■ Selected excerpt ■

-*-

Mstislav Rostropovich — Cellist

Peter Pears — Tenor

The Aldeburgh Festival Singers

English Chamber Orchestra

Benjamin Britten — Conductor

Program notes

These recordings represent an overview of some of the headiest years of Mstislav Rostropovich's career, during which he made his name in the West. He was exiled from his homeland for his support of dissident artists, poets and musicians, and, in doing so, established himself as a Major international force for good, musical and otherwise. By the time he died in 2007 he had become a cultural Olympian, being awarded in that year the Gold UNESCO Mozart Medal. The recordings also offer some unusual glimpses of Britten himself.

Rostropovich had emerged as one of the most significant musicians in the Soviet Union when he made his Western debut in Liège in 1963. Through his friend and teacher Dmitri Shostakovich, he was introduced to Benjamin Britten. Britten was inspired by him to compose his Cello Symphony, premiered in Moscow in March 1964, and to follow it with the three Cello Suites – arguably the most important body of solo cello music since Bach. Much of this is reflected in this programme, in particular Rostropovich's association with Benjamin Britten, and through him, his involvement in the Aldeburgh Festival.

From 1948, he resigned his studentship at the Moscow Conservatoire in disgust at the Stalinist regime's treatment of his composition teacher, Shostakovich. Rostropovich continued to make political statements that he felt had to be made. And he did so through his music. Twenty years later, the year of the Aldeburgh performance documented here, he appeared at the Proms in London with a Soviet orchestra, the day after Warsaw Pact forces had invaded Czechoslovakia, playing the Dvorák Concerto. The intensity of the performance, in an atmosphere of political tension, was something those present will never forget.

It was not long after meeting Britten that Rostropovich became a regular performer at the Aldeburgh Festival. He took part in the first televised concert from the Snape Maltings Concert Hall, part of which is included here. This is a particularly poignant film, since it is virtually the only record we have of the Maltings as it was before it was destroyed by fire in 1969 and rebuilt in time for the 1970 Festival.

Tchaikovsky wrote the Variations on a Rococo Theme for Wilhelm Fitzenhagen, a fellow professor at the Moscow Conservatoire, who gave the premiere in Moscow in November 1877. Tchaikovsky allowed Fitzenhagen to make radical alterations in the piece, and it was only in 1941 that his original intentions were rediscovered. However, Rostroprovich said he did not think he should discard the Fitzenhagen arrangement, since it had Tchaikovsky's approval at the time, otherwise he would not have let it be published.

-*-

Dataset excerpt:
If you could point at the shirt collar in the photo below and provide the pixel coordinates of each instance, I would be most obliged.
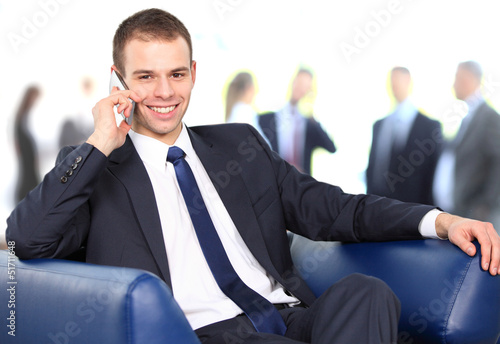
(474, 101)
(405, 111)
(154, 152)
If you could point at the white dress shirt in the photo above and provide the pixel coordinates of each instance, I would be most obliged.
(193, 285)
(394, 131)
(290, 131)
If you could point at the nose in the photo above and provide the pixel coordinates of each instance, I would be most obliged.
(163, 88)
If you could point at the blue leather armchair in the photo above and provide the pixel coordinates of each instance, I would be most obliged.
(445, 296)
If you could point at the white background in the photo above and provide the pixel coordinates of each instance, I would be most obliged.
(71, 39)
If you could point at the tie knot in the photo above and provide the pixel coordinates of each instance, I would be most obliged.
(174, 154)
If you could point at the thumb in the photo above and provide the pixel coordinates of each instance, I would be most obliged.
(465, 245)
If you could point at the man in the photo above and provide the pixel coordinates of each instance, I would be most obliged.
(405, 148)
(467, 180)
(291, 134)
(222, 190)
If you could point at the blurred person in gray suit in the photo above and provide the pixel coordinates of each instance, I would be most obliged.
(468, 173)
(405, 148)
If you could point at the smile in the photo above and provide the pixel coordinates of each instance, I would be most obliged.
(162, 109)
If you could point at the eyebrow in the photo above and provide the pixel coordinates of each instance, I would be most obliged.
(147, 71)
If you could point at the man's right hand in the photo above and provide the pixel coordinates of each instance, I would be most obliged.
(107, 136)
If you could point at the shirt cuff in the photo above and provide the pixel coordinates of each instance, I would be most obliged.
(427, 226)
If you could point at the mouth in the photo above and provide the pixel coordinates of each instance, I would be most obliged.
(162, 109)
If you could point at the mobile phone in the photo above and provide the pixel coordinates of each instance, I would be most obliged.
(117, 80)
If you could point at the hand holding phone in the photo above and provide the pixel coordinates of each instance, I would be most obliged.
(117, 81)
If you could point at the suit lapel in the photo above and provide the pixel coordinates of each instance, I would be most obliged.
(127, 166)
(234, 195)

-*-

■ Objective 1 ■
Copy out the passage of the Rostropovich program notes word for word. Begin at the words "English Chamber Orchestra" and stop after "of Britten himself.".
■ Objective 2 ■
According to the Rostropovich program notes, where and in what year did he make his Western debut?
■ Objective 3 ■
Continue the Rostropovich program notes from their final sentence.

■ Result 1 ■
English Chamber Orchestra

Benjamin Britten — Conductor

Program notes

These recordings represent an overview of some of the headiest years of Mstislav Rostropovich's career, during which he made his name in the West. He was exiled from his homeland for his support of dissident artists, poets and musicians, and, in doing so, established himself as a Major international force for good, musical and otherwise. By the time he died in 2007 he had become a cultural Olympian, being awarded in that year the Gold UNESCO Mozart Medal. The recordings also offer some unusual glimpses of Britten himself.

■ Result 2 ■
In Liège, in 1963.

■ Result 3 ■
Rostropovich's Aldeburgh performance displays him at the peak of his powers and is a wonderful example of his partnership with Britten, of whom this is rare conducting footage. Supported by him, the theme seems to expand under Rostropovich's bow, the music, as it were, being composed on the spot. The slow variation is suspended daringly, with moments of heart-stopping intensity, and the fleet-fingered fast sections in the coda are astonishingly dexterous, the tone and intonation never faltering even at the highest pitches.

The subject of Fitzenhagen's radical alterations came up again ten years after the premiere of the Variations when Anatoly Brandukov, one of Fitzenhagen's students for whom Tchaikovsky wrote the Pezzo capriccioso, asked whether he would restore them to his original idea. Tchaikovsky is supposed to have replied: "Oh, the hell with it! Let it stay the way it is." He composed the Pezzo capriccioso in one week in 1887. A smaller-scale work than the Variations, it is nevertheless interpreted by Rostropovich with all his poetry and intensity, making it seem much more substantial.

The excerpts from Britten's opera Gloriana (Gloriana was the contemporary poetic name for Elizabeth I) included as the second part of this programme are a highly significant addition to the composer's discography. The opera was based on the book Elizabeth and Essex by Lytton Strachey, and composed for the Coronation of 1953. It was premiered in June at Covent Garden under John Pritchard, to the general bafflement of the glittering audience. After touring in 1954 the opera virtually disappeared from view, apart from occasional concert hearings of the Courtly Dances from Act II. It began to be heard more after Britten's revision of 1966. This performance, marking the re-opening of the Snape Maltings in June 1970, took place in the presence of HM the Queen, but Gloriana had to wait until 2003 for a complete, though semi-staged, performance at Aldeburgh, almost the fiftieth anniversary of its premiere.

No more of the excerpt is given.